*Stated goal*
Transcribe the full listing below exactly.

— BEGIN —

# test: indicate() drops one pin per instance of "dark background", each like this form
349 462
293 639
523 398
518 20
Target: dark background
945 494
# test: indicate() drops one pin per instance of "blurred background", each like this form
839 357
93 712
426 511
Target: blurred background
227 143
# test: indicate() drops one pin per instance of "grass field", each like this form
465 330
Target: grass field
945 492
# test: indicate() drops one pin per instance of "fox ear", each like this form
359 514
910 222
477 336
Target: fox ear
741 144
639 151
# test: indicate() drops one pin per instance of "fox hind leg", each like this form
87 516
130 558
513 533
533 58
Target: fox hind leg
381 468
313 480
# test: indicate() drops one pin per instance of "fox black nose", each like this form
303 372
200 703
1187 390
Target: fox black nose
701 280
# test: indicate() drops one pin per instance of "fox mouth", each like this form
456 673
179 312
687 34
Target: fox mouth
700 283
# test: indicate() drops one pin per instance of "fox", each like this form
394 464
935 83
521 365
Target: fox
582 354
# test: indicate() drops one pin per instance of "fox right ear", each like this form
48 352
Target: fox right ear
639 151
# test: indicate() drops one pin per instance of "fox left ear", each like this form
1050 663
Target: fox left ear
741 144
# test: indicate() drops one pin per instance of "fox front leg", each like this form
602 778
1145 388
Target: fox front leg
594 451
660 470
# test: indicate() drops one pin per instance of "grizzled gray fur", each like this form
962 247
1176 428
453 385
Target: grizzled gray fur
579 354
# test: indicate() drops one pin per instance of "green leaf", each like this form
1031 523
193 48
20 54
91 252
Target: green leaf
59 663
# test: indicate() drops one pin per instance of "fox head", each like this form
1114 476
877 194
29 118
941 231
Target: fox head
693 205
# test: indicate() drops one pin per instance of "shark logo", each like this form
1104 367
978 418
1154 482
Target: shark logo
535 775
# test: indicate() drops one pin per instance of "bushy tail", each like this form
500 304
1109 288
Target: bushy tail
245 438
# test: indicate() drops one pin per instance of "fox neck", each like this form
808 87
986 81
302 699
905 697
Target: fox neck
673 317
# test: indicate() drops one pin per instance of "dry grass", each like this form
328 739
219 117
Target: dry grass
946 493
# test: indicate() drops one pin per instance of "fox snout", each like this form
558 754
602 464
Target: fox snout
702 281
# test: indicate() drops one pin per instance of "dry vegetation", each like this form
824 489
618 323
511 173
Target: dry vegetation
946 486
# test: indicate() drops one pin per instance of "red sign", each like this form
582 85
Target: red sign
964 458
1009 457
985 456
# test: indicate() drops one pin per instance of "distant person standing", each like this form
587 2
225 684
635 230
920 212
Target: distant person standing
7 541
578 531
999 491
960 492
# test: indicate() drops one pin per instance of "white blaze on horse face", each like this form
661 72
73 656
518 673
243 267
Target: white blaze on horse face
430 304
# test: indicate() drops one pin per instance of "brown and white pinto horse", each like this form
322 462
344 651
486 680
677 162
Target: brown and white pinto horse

— END —

*Output*
# test: indicate() drops one pin per instance of "dark background", each like this form
349 462
293 639
523 398
518 20
Target: dark background
945 494
# test: indicate() drops one pin per instance of "blurred background", each like this form
839 357
93 712
426 511
Target: blurred background
227 143
# test: indicate() drops one pin per instance of "grass field", each like this form
465 330
Target: grass field
945 492
# test: indicate() drops one pin per instance of "fox ear", each like this form
359 514
910 222
477 336
Target: fox ear
741 144
639 151
# test: indicate() drops one pin per instance of "fox hind leg", each like this form
87 516
130 558
513 533
533 58
Target: fox hind leg
381 468
313 480
# test: indicate() drops one pin per instance of "fox black nose", each like this form
303 372
200 703
1187 390
Target: fox black nose
701 280
# test: indicate() drops one pin per instance of "fox mouth", each like this form
456 673
179 312
687 34
Target: fox mouth
700 283
# test: indicate() drops one pin per instance of "fox", each like this form
394 464
935 83
521 365
Target: fox
582 354
# test: indicate() drops one pin per instance of "fox right ear", each like this form
48 352
Target: fox right ear
639 151
# test: indicate() drops one pin per instance of "fox left ear", each like this form
1050 663
Target: fox left ear
741 144
# test: indicate() drops one pin per instance of "fox front leg", each like this form
602 778
1145 388
Target: fox front leg
594 451
660 470
# test: indicate() drops one pin per instance of "grizzled gray fur", each like this form
962 247
1176 428
453 385
Target: grizzled gray fur
579 354
# test: indicate() drops one pin per instance of "green leaf", each like this form
1031 523
193 48
20 54
91 252
Target: green leaf
59 663
# test: indicate() drops one pin per instance of "fox head", each like this form
1114 476
877 194
29 118
941 231
Target: fox head
693 205
# test: indicate() drops one pin per instance of "shark logo", each like this form
1104 367
978 418
1154 482
Target: shark logo
535 775
# test: indicate() drops one pin per instance of "bushy tail", each like this form
500 304
1109 288
Target: bushy tail
245 438
# test: indicate() drops one pin per instance of "fox neck", each like this form
808 87
986 81
302 699
905 697
Target: fox neck
673 317
# test: indicate() drops one pin per instance of "dry grass", each like this form
328 739
219 117
Target: dry grass
946 493
# test: indicate() drops one pin per instance of "fox snout", each like this form
558 754
602 464
Target: fox snout
702 281
# test: indicate() drops one pin per instance of "dry vegetation", each like this form
824 489
618 323
511 173
Target: dry vegetation
946 486
# test: indicate() drops one pin per instance of "red sign", each like this form
582 85
Target: red sign
964 458
1009 457
985 456
# test: indicate() drops one pin per instance of "distant person standing", each like this form
587 2
225 684
635 230
920 212
Target: distant person standing
7 541
578 531
999 491
960 492
# test: indicate() drops one pin per instance of "white blaze on horse face", each like this form
661 72
73 656
518 673
243 267
Target: white blaze on horse face
430 304
# test: indicate() drops one pin per instance of "brown and white pinto horse", each like this form
322 462
344 651
486 680
677 162
Target: brown and white pinto horse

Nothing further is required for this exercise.